Hay una conciencia ciudadana generalizada para eliminar el maltrato animal

Uno de los rasgos más sorprendentes de la especie humana es su constante incongruencia, demostrada en esa capacidad única de simultanear al mismo tiempo lo mejor y lo peor. La nefasta huella del hombre sobre este planeta le ha otorgado el dudoso meritoriaje de designar una nueva era geológica: el Antropoceno. Precisamente en una etapa histórica en la que quiere plegar su relación con la naturaleza.

_ _ _

- _Ejercicio a_: Copie sin alteraciones todo lo que va en las entradas de más abajo desde la línea que contiene "Mark the region of each instance of the grill" hasta la línea que contiene "[[665,36],[599,31],[593,291],[593,607],[670,610],[660,557]]", ambas incluidas.

Entradas de formas etiquetadas:
_ _ _

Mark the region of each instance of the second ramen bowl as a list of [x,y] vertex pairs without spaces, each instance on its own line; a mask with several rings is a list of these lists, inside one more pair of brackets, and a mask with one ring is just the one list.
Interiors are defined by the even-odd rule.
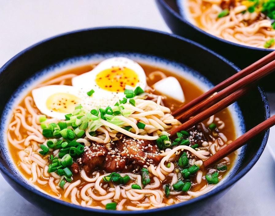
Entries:
[[[3,122],[6,120],[5,110],[12,108],[6,104],[14,96],[14,91],[26,79],[37,75],[38,71],[51,68],[64,60],[79,59],[83,56],[104,53],[111,55],[114,52],[119,55],[121,53],[135,53],[145,58],[158,58],[169,64],[185,65],[198,71],[198,75],[206,77],[214,84],[239,70],[227,59],[204,47],[179,36],[163,32],[132,28],[104,27],[69,33],[45,40],[27,48],[0,69],[1,122]],[[245,127],[246,130],[269,116],[265,94],[260,87],[252,89],[238,102],[244,122],[240,126],[242,128]],[[240,113],[239,114],[242,115]],[[205,205],[219,199],[255,164],[265,146],[269,131],[242,148],[235,168],[226,179],[210,192],[175,205],[130,211],[96,209],[76,205],[50,196],[28,183],[19,176],[13,165],[4,133],[0,136],[1,173],[19,194],[45,212],[52,215],[60,215],[62,213],[64,215],[167,215],[168,212],[179,215],[197,212]]]
[[[155,0],[163,19],[172,32],[205,46],[224,56],[241,69],[274,51],[239,44],[206,32],[184,17],[180,1]],[[265,90],[274,91],[275,88],[273,80],[274,78],[275,75],[270,74],[263,79],[261,84],[264,86]]]

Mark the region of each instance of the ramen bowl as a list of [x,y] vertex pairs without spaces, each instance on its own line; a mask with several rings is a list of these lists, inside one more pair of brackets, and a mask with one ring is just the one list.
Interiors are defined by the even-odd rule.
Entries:
[[[196,78],[207,84],[208,88],[239,70],[226,59],[196,42],[149,29],[126,27],[96,28],[66,33],[45,40],[19,53],[0,70],[1,172],[19,195],[53,215],[59,215],[61,212],[82,215],[164,215],[168,212],[182,214],[197,212],[205,205],[220,197],[251,168],[263,151],[269,131],[239,150],[234,167],[226,178],[209,192],[178,204],[142,210],[97,209],[57,199],[29,183],[13,164],[7,146],[6,130],[13,104],[18,102],[18,95],[29,89],[41,76],[49,73],[54,74],[60,68],[121,56],[138,62],[167,67],[179,74],[184,72],[186,76]],[[269,116],[265,94],[259,87],[252,89],[237,102],[232,109],[235,110],[233,118],[240,134]]]
[[[215,36],[191,23],[179,0],[156,0],[166,24],[175,34],[198,42],[215,51],[243,69],[274,50],[240,44]],[[261,84],[267,91],[274,91],[270,75]],[[264,85],[263,84],[264,83]]]

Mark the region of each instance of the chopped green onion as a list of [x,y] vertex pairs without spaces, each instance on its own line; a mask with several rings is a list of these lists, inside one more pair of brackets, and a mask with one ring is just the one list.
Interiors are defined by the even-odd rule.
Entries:
[[61,146],[63,148],[64,148],[68,145],[68,144],[67,142],[64,142],[61,144]]
[[129,100],[129,102],[130,104],[134,106],[136,106],[136,102],[132,98]]
[[43,122],[46,120],[47,120],[47,117],[45,115],[40,115],[39,116],[39,122]]
[[144,129],[145,127],[145,124],[141,123],[140,122],[138,122],[137,123],[137,126],[139,129]]
[[126,98],[132,98],[134,97],[134,94],[126,94],[125,95]]
[[65,181],[65,180],[62,180],[62,181],[60,182],[60,183],[59,183],[59,186],[60,186],[61,188],[63,188],[64,187],[64,185],[66,183],[66,182]]
[[68,167],[71,166],[73,163],[72,158],[69,154],[65,155],[62,157],[61,161],[64,161],[66,165]]
[[168,184],[165,184],[164,186],[164,192],[165,193],[165,195],[166,197],[168,197],[170,193],[170,189],[169,188],[169,186]]
[[43,145],[43,144],[41,144],[40,145],[40,148],[41,148],[42,151],[41,151],[39,152],[39,153],[40,154],[41,154],[42,155],[45,155],[48,152],[48,151],[49,151],[49,148],[46,146],[45,145]]
[[255,11],[255,6],[254,5],[253,5],[252,6],[249,7],[247,8],[247,10],[250,13],[253,13]]
[[119,100],[119,103],[120,104],[123,103],[123,104],[126,103],[127,102],[127,98],[123,98],[122,100]]
[[53,134],[50,128],[44,128],[42,130],[42,135],[46,137],[52,137]]
[[196,165],[193,165],[188,168],[188,171],[191,174],[194,174],[198,171],[199,169],[199,168]]
[[275,29],[275,22],[273,22],[271,26],[273,28],[273,29]]
[[179,166],[181,167],[185,167],[188,164],[188,160],[186,152],[184,152],[179,159]]
[[110,210],[115,210],[118,204],[116,202],[110,202],[106,205],[106,209]]
[[57,174],[59,176],[64,176],[65,174],[65,172],[62,169],[58,169],[57,170]]
[[106,118],[104,116],[104,115],[106,114],[105,110],[101,108],[99,109],[99,112],[100,112],[100,118],[103,120],[106,120]]
[[217,171],[214,172],[212,174],[208,173],[205,175],[205,179],[209,184],[216,184],[219,182],[218,175],[219,173]]
[[50,123],[48,125],[48,127],[52,131],[53,131],[56,129],[58,129],[57,126],[57,124],[55,123]]
[[227,16],[229,14],[229,10],[227,8],[225,9],[222,11],[219,14],[218,14],[218,17],[219,18],[221,18],[226,16]]
[[122,179],[122,183],[121,182],[121,184],[125,184],[129,180],[130,180],[130,177],[129,177],[129,176],[127,176],[126,175],[124,177],[121,177],[120,179]]
[[47,142],[47,145],[49,148],[53,148],[57,141],[57,140],[55,139],[49,140]]
[[85,130],[88,127],[88,122],[86,122],[85,123],[82,123],[79,126],[79,129],[81,130]]
[[186,192],[189,190],[190,187],[191,187],[191,183],[187,182],[184,184],[181,190]]
[[141,187],[138,184],[132,184],[131,186],[133,189],[141,189]]
[[112,115],[113,110],[110,106],[108,106],[105,109],[105,112],[108,115]]
[[45,128],[47,128],[47,125],[45,123],[41,123],[41,124],[40,125],[40,126],[41,126],[41,128],[42,129]]
[[83,135],[85,131],[83,130],[80,129],[79,127],[77,127],[75,130],[74,133],[77,137],[80,138]]
[[55,130],[53,131],[53,136],[57,138],[59,138],[61,136],[60,134],[60,130],[58,129]]
[[91,96],[95,92],[95,91],[93,89],[92,89],[91,91],[89,91],[87,92],[87,94],[88,96]]
[[150,181],[150,177],[148,170],[145,167],[143,167],[141,170],[142,176],[142,183],[144,185],[148,184]]
[[210,125],[209,125],[208,127],[209,127],[211,130],[214,130],[217,127],[217,125],[216,125],[216,124],[215,124],[215,123],[211,123],[211,124],[210,124]]
[[67,128],[67,123],[65,122],[60,122],[57,123],[57,125],[59,126],[60,130]]
[[66,167],[65,169],[63,170],[65,172],[65,175],[68,178],[70,178],[71,176],[72,175],[72,173],[71,172],[71,170],[68,167]]
[[139,95],[144,92],[144,91],[139,86],[138,86],[136,88],[136,89],[134,91],[134,93],[135,94],[135,95]]
[[217,165],[217,169],[218,170],[226,170],[227,167],[225,164],[218,164]]

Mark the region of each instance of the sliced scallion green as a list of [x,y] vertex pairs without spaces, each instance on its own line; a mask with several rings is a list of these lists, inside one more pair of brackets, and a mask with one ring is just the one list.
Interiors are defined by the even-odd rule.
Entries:
[[131,186],[133,189],[141,189],[141,187],[138,184],[132,184]]
[[145,124],[140,122],[138,122],[137,123],[137,126],[139,129],[144,129],[144,128],[145,127]]
[[106,209],[109,210],[115,210],[118,204],[116,202],[110,202],[106,205]]
[[226,16],[227,16],[229,14],[229,10],[227,8],[225,9],[222,10],[219,14],[218,14],[218,17],[219,18],[221,18]]
[[95,92],[95,91],[93,89],[92,89],[90,91],[89,91],[87,92],[87,94],[88,96],[91,96]]

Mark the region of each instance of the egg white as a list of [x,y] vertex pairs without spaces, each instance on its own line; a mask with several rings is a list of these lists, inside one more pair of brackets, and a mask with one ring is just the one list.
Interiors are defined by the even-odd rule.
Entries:
[[125,67],[134,71],[138,76],[139,82],[137,83],[134,87],[140,86],[143,89],[145,89],[147,84],[146,76],[143,69],[135,62],[124,57],[114,57],[102,61],[91,71],[73,78],[72,80],[72,84],[78,89],[87,91],[91,89],[94,89],[95,96],[98,94],[104,95],[110,98],[118,97],[121,99],[125,96],[123,92],[103,89],[99,87],[95,82],[98,74],[105,69],[111,68],[112,67]]

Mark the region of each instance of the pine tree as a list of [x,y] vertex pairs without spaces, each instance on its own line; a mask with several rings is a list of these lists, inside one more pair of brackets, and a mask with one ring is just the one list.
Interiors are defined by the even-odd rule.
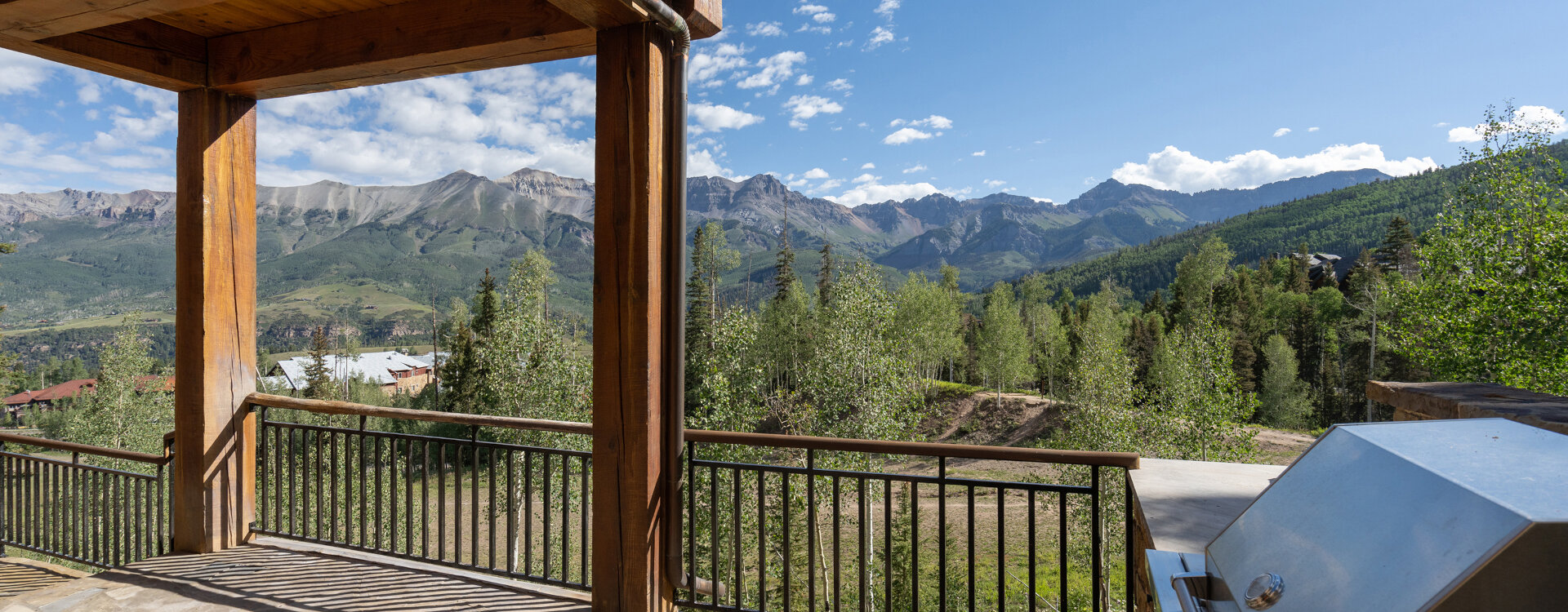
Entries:
[[822,241],[822,269],[817,271],[817,304],[828,304],[833,294],[833,243]]
[[1410,277],[1416,272],[1416,233],[1410,230],[1410,221],[1394,216],[1383,232],[1383,244],[1374,250],[1378,265],[1385,271],[1399,272]]
[[481,343],[495,329],[495,277],[489,274],[489,268],[485,268],[485,279],[480,280],[480,290],[474,294],[474,322],[470,327]]
[[331,399],[332,374],[326,368],[326,355],[332,352],[326,338],[326,329],[317,326],[310,330],[310,362],[304,366],[304,396],[310,399]]
[[773,286],[776,290],[773,293],[773,301],[782,302],[789,299],[789,293],[793,291],[795,283],[800,282],[800,279],[795,275],[795,249],[790,249],[789,246],[787,222],[784,229],[779,230],[779,257],[778,263],[773,265],[773,269],[775,269]]

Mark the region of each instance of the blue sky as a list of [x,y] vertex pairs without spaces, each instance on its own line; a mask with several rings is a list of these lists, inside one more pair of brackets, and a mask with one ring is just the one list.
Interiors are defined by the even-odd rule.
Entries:
[[[1562,2],[731,0],[691,58],[691,174],[847,205],[1057,202],[1458,161],[1512,99],[1568,133]],[[593,61],[263,100],[263,185],[593,178]],[[174,94],[0,52],[0,193],[172,189]]]

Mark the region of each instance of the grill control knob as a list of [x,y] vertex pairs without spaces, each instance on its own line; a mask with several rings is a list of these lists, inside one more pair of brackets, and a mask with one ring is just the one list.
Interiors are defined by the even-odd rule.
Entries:
[[1262,574],[1253,579],[1253,584],[1247,585],[1247,607],[1254,610],[1267,610],[1270,606],[1279,603],[1279,595],[1284,593],[1284,578],[1279,574]]

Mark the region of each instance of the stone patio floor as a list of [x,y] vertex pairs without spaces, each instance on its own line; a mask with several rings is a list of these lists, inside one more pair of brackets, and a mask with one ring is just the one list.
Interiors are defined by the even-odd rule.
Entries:
[[585,593],[547,596],[541,592],[552,593],[550,587],[513,587],[510,581],[419,565],[265,540],[221,553],[154,557],[75,579],[0,559],[0,593],[13,592],[8,587],[41,587],[0,599],[0,612],[590,609]]

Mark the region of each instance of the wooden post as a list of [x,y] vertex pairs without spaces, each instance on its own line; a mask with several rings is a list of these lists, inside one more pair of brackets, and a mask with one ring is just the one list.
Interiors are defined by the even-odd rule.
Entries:
[[256,419],[256,100],[180,92],[174,238],[174,549],[251,538]]
[[665,36],[599,31],[593,291],[593,607],[670,610],[660,557]]

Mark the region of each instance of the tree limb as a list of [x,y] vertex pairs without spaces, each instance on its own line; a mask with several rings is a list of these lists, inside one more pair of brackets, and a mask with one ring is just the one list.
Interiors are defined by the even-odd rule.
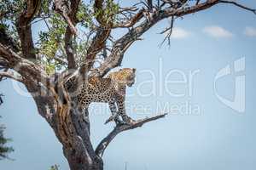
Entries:
[[[75,0],[75,1],[77,2],[77,0]],[[63,17],[63,19],[66,20],[66,22],[67,23],[67,25],[70,28],[72,34],[77,36],[78,31],[77,31],[75,26],[73,25],[73,20],[69,18],[69,15],[67,14],[68,13],[68,5],[67,4],[67,2],[65,2],[63,0],[55,0],[53,8],[57,13],[59,13]]]
[[230,4],[233,4],[233,5],[236,6],[236,7],[239,7],[241,8],[251,11],[251,12],[254,13],[254,14],[256,14],[256,9],[255,8],[251,8],[246,7],[246,6],[241,5],[241,4],[238,3],[236,3],[234,1],[220,1],[219,3],[230,3]]
[[26,0],[26,8],[21,12],[16,22],[23,57],[26,59],[36,60],[31,21],[39,10],[41,0]]
[[[76,14],[79,11],[79,6],[80,0],[72,0],[70,1],[70,8],[68,11],[68,18],[73,23],[73,26],[76,26],[78,23],[78,20],[76,17]],[[67,60],[68,62],[68,69],[74,69],[76,68],[76,60],[73,54],[73,31],[71,29],[71,26],[67,26],[66,29],[65,33],[65,50],[67,54]]]
[[2,79],[2,77],[8,77],[8,78],[14,79],[17,82],[23,82],[23,79],[21,76],[17,76],[13,72],[10,71],[0,72],[0,79]]
[[[207,0],[204,3],[195,4],[188,8],[173,8],[172,7],[166,8],[163,10],[157,10],[152,13],[151,18],[144,20],[142,24],[135,28],[131,29],[128,33],[124,35],[119,40],[117,40],[112,48],[112,52],[109,54],[108,60],[97,69],[97,72],[100,76],[106,75],[112,68],[120,65],[124,54],[126,49],[139,37],[154,26],[160,20],[169,17],[182,17],[186,14],[194,14],[207,8],[209,8],[218,3],[226,1],[220,0]],[[230,3],[236,4],[230,2]],[[241,8],[250,11],[255,11],[242,5],[239,5]]]
[[84,63],[81,65],[79,72],[84,75],[93,66],[96,54],[105,47],[105,42],[110,36],[113,22],[104,19],[103,0],[96,0],[94,3],[94,11],[97,14],[96,19],[100,26],[97,28],[96,36],[92,39],[92,42],[88,48]]
[[122,125],[118,125],[116,126],[113,130],[106,137],[104,138],[100,144],[97,145],[96,149],[96,154],[102,157],[104,151],[106,150],[106,148],[108,146],[108,144],[110,144],[110,142],[120,133],[124,132],[124,131],[127,131],[127,130],[131,130],[137,128],[140,128],[142,127],[143,124],[145,124],[146,122],[149,122],[152,121],[155,121],[157,119],[160,118],[163,118],[166,116],[167,114],[162,114],[162,115],[158,115],[155,116],[152,116],[152,117],[148,117],[148,118],[144,118],[144,119],[141,119],[141,120],[137,120],[135,122],[133,122],[131,125],[128,125],[128,124],[122,124]]
[[37,81],[48,86],[46,81],[48,76],[41,67],[28,60],[21,58],[2,43],[0,43],[0,56],[8,61],[9,68],[14,69],[25,78],[26,82],[32,83]]

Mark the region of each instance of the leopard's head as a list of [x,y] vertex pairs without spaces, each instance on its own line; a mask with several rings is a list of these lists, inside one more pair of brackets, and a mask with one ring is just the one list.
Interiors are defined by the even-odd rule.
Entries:
[[134,68],[124,68],[116,72],[111,73],[109,76],[119,83],[131,87],[135,82],[135,73],[136,69]]

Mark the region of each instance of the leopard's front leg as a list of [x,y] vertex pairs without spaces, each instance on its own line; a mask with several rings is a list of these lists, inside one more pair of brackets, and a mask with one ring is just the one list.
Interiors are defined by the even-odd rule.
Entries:
[[105,122],[105,124],[108,123],[111,121],[114,121],[116,124],[122,123],[122,121],[119,117],[119,114],[117,112],[117,108],[114,100],[109,101],[108,105],[112,116]]

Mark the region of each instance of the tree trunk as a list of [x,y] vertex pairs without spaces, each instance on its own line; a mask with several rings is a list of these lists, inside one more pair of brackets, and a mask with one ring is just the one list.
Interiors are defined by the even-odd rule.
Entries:
[[90,139],[88,110],[62,106],[56,114],[55,131],[63,145],[64,156],[71,170],[102,170],[102,159],[97,156]]
[[46,115],[44,117],[61,143],[70,169],[102,170],[102,159],[96,154],[90,138],[88,110],[77,108],[73,100],[61,102],[56,99],[60,96],[36,96],[34,99],[38,112],[43,116]]

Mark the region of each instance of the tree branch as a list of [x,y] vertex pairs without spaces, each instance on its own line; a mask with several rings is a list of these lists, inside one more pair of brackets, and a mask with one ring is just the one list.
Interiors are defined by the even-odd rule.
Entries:
[[102,157],[104,151],[106,150],[106,148],[108,146],[108,144],[110,144],[110,142],[120,133],[124,132],[124,131],[127,131],[127,130],[131,130],[137,128],[140,128],[142,127],[143,124],[152,122],[152,121],[155,121],[157,119],[160,118],[163,118],[166,116],[167,114],[162,114],[162,115],[158,115],[155,116],[152,116],[149,118],[144,118],[144,119],[141,119],[141,120],[137,120],[134,123],[132,123],[131,125],[128,125],[128,124],[122,124],[122,125],[118,125],[116,126],[113,130],[106,137],[104,138],[100,144],[98,144],[98,146],[96,149],[96,154]]
[[[76,2],[78,2],[78,1],[75,0],[75,2],[73,2],[73,4],[75,4]],[[63,17],[63,19],[66,20],[66,22],[67,23],[67,25],[70,28],[72,34],[77,36],[78,31],[77,31],[75,26],[73,25],[73,20],[69,18],[69,14],[67,14],[68,13],[68,5],[67,4],[67,2],[65,2],[63,0],[55,0],[53,8],[57,13],[59,13]]]
[[40,0],[26,0],[26,9],[20,14],[16,22],[23,57],[26,59],[36,60],[31,21],[39,10],[40,5]]
[[256,14],[256,9],[255,8],[251,8],[246,7],[246,6],[241,5],[241,4],[238,3],[236,3],[234,1],[220,1],[219,3],[230,3],[230,4],[233,4],[233,5],[236,6],[236,7],[239,7],[241,8],[251,11],[251,12],[254,13],[254,14]]
[[35,81],[47,85],[47,74],[33,62],[21,58],[9,48],[0,43],[0,56],[8,61],[8,67],[20,73],[26,82],[32,83]]
[[0,80],[2,79],[2,77],[8,77],[8,78],[14,79],[17,82],[23,82],[23,79],[21,76],[17,76],[13,72],[10,71],[0,72]]
[[[73,26],[75,26],[78,23],[78,20],[76,14],[79,11],[80,0],[72,0],[70,1],[70,8],[68,11],[68,18],[70,19]],[[68,69],[76,68],[76,60],[73,54],[73,31],[71,26],[67,26],[65,33],[65,50],[67,54],[67,60],[68,62]]]
[[88,48],[84,63],[81,65],[79,72],[84,75],[93,66],[96,54],[105,47],[105,42],[110,36],[113,22],[106,20],[104,16],[103,0],[96,0],[94,3],[94,11],[96,14],[96,19],[100,26],[97,27],[96,36]]
[[[106,75],[112,68],[120,65],[124,54],[126,49],[139,37],[154,26],[160,20],[169,17],[182,17],[186,14],[194,14],[207,8],[209,8],[220,3],[227,3],[227,1],[220,0],[207,0],[201,3],[196,3],[194,6],[180,8],[173,8],[172,7],[166,8],[164,9],[156,10],[152,13],[151,17],[148,20],[144,20],[142,24],[135,28],[129,31],[128,33],[124,35],[121,38],[117,40],[112,48],[112,52],[109,57],[102,65],[97,69],[97,72],[100,76]],[[229,2],[230,3],[238,5],[239,7],[254,12],[254,9],[251,9],[245,6],[240,5],[236,3],[234,3]]]

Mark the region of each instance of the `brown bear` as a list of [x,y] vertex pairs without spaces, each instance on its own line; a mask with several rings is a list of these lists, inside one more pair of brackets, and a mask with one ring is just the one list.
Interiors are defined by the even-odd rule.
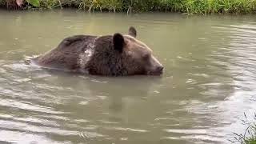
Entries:
[[96,75],[161,75],[162,65],[136,36],[133,26],[127,35],[74,35],[62,40],[57,48],[30,59],[30,62],[44,68]]

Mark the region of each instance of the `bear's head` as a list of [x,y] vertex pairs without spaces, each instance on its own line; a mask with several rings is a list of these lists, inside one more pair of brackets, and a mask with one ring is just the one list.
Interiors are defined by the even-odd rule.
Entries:
[[[91,74],[103,75],[161,75],[162,65],[153,55],[145,43],[136,39],[137,31],[130,27],[128,34],[119,33],[98,38],[95,42],[96,53],[91,60]],[[104,48],[102,47],[104,45]],[[96,69],[97,70],[96,70]]]

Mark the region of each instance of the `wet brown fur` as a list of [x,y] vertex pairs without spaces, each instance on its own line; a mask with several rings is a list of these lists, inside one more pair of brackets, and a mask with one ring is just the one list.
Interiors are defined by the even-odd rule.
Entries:
[[[146,74],[144,65],[147,63],[142,57],[145,54],[150,55],[152,50],[130,35],[123,35],[124,44],[122,50],[114,50],[114,37],[69,37],[57,48],[32,59],[32,62],[42,67],[75,72],[87,71],[90,74]],[[92,56],[84,66],[82,66],[79,63],[81,54],[90,49],[93,50]]]

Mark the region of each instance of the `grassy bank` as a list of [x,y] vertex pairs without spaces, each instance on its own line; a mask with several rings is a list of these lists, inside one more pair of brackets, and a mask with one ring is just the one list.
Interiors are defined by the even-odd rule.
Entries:
[[[256,144],[256,122],[248,121],[246,115],[245,114],[245,120],[242,120],[242,124],[247,126],[244,134],[234,134],[235,141],[234,143],[241,144]],[[256,114],[254,117],[254,121],[256,121]]]
[[[17,4],[22,2],[22,4]],[[38,2],[38,6],[33,2]],[[74,7],[82,10],[118,12],[168,11],[186,14],[250,14],[256,12],[256,0],[0,0],[7,9],[28,10]]]

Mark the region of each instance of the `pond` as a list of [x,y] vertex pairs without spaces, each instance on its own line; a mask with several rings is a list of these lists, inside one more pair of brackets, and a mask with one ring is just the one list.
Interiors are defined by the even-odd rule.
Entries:
[[[0,142],[228,143],[256,110],[256,17],[0,11]],[[126,34],[164,74],[107,78],[26,65],[74,34]]]

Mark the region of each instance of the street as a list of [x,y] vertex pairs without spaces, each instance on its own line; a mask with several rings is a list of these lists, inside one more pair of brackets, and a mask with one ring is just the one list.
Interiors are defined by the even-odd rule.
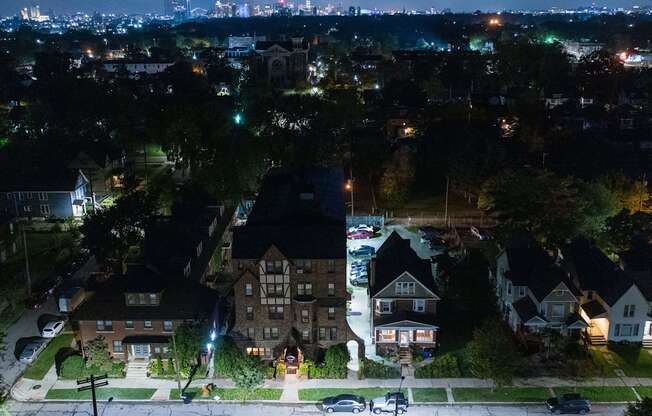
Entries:
[[[91,403],[9,403],[0,415],[15,416],[63,416],[92,414]],[[591,415],[622,416],[624,406],[595,405]],[[318,415],[322,412],[314,404],[237,404],[194,402],[182,403],[98,403],[100,416],[170,416],[170,415],[229,415],[229,416],[298,416]],[[362,414],[369,414],[363,412]],[[532,406],[413,406],[410,416],[528,416],[549,415],[541,405]],[[391,415],[387,413],[387,415]]]

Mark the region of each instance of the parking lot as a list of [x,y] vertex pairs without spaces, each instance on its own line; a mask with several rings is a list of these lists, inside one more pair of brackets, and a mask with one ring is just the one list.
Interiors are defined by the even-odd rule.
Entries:
[[[403,225],[389,225],[377,233],[377,236],[370,239],[347,240],[348,250],[355,250],[361,246],[371,246],[375,250],[385,242],[390,234],[396,231],[401,237],[410,240],[410,246],[423,259],[430,259],[437,254],[430,249],[428,244],[421,243],[421,239],[416,232],[411,231]],[[375,348],[371,338],[371,305],[369,303],[369,290],[366,286],[353,286],[349,277],[351,276],[351,264],[363,257],[347,256],[347,288],[351,293],[351,302],[349,304],[348,322],[351,330],[365,343],[365,354],[367,357],[375,355]],[[368,257],[367,257],[368,259]]]

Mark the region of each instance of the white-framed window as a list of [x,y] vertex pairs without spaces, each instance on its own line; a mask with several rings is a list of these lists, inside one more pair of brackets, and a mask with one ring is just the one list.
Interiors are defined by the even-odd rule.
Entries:
[[379,342],[396,342],[396,331],[393,329],[381,329],[377,331]]
[[623,311],[623,316],[625,318],[633,318],[636,313],[636,305],[625,305],[625,310]]
[[414,295],[416,291],[416,285],[414,282],[397,282],[396,283],[396,294],[397,295]]

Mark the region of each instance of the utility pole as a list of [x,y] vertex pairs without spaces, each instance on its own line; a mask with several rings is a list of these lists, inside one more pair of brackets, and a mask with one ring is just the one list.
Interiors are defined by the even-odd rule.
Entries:
[[97,376],[97,377],[91,374],[89,378],[77,380],[78,386],[82,384],[88,384],[87,386],[78,387],[77,391],[86,391],[86,390],[91,391],[91,396],[93,398],[93,416],[97,416],[97,398],[95,397],[95,389],[98,387],[108,386],[109,382],[107,378],[108,378],[107,374],[104,374],[103,376]]
[[27,237],[25,236],[25,224],[21,224],[20,230],[23,234],[23,252],[25,253],[25,276],[27,277],[27,296],[32,296],[32,276],[29,273],[29,254],[27,254]]
[[172,333],[172,349],[174,350],[174,370],[175,374],[177,375],[177,387],[179,388],[179,398],[183,400],[183,394],[181,394],[181,377],[179,377],[179,366],[181,363],[179,362],[179,356],[177,355],[177,341],[176,341],[176,335]]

_ _ _

- _Ejercicio b_: Reproduzca íntegramente y sin ningún cambio el fragmento sobre el maltrato animal.

- _Respuesta correcta a_:
Mark the region of each instance of the grill control knob as a list of [x,y] vertex pairs without spaces, each instance on its own line; a mask with several rings is a list of these lists, inside one more pair of brackets, and a mask with one ring is just the one list.
Interiors are defined by the even-odd rule.
Entries:
[[1262,574],[1253,579],[1253,584],[1247,585],[1247,607],[1254,610],[1267,610],[1270,606],[1279,603],[1279,595],[1284,593],[1284,578],[1279,574]]

Mark the region of each instance of the stone patio floor as a list of [x,y] vertex pairs without spaces, each instance on its own line; a mask with several rings is a list of these lists, inside one more pair of brackets, and a mask with one ring is just the one list.
Interiors are defined by the even-odd rule.
Entries:
[[585,593],[547,596],[541,592],[552,593],[550,587],[513,587],[510,581],[419,565],[265,540],[221,553],[154,557],[75,579],[0,559],[0,593],[13,592],[8,587],[41,587],[0,599],[0,612],[590,609]]

Mark the region of each instance of the wooden post as a list of [x,y] vertex pairs without spaces, each instance on its own line; a mask with several rings is a list of these lists, inside one more pair of brackets, and a mask with one ring is just the one list.
Interiors are defined by the even-odd rule.
Entries:
[[256,419],[256,100],[180,92],[174,238],[174,549],[251,538]]
[[665,36],[599,31],[593,291],[593,607],[670,610],[660,557]]

- _Respuesta correcta b_:
Hay una conciencia ciudadana generalizada para eliminar el maltrato animal

Uno de los rasgos más sorprendentes de la especie humana es su constante incongruencia, demostrada en esa capacidad única de simultanear al mismo tiempo lo mejor y lo peor. La nefasta huella del hombre sobre este planeta le ha otorgado el dudoso meritoriaje de designar una nueva era geológica: el Antropoceno. Precisamente en una etapa histórica en la que quiere plegar su relación con la naturaleza.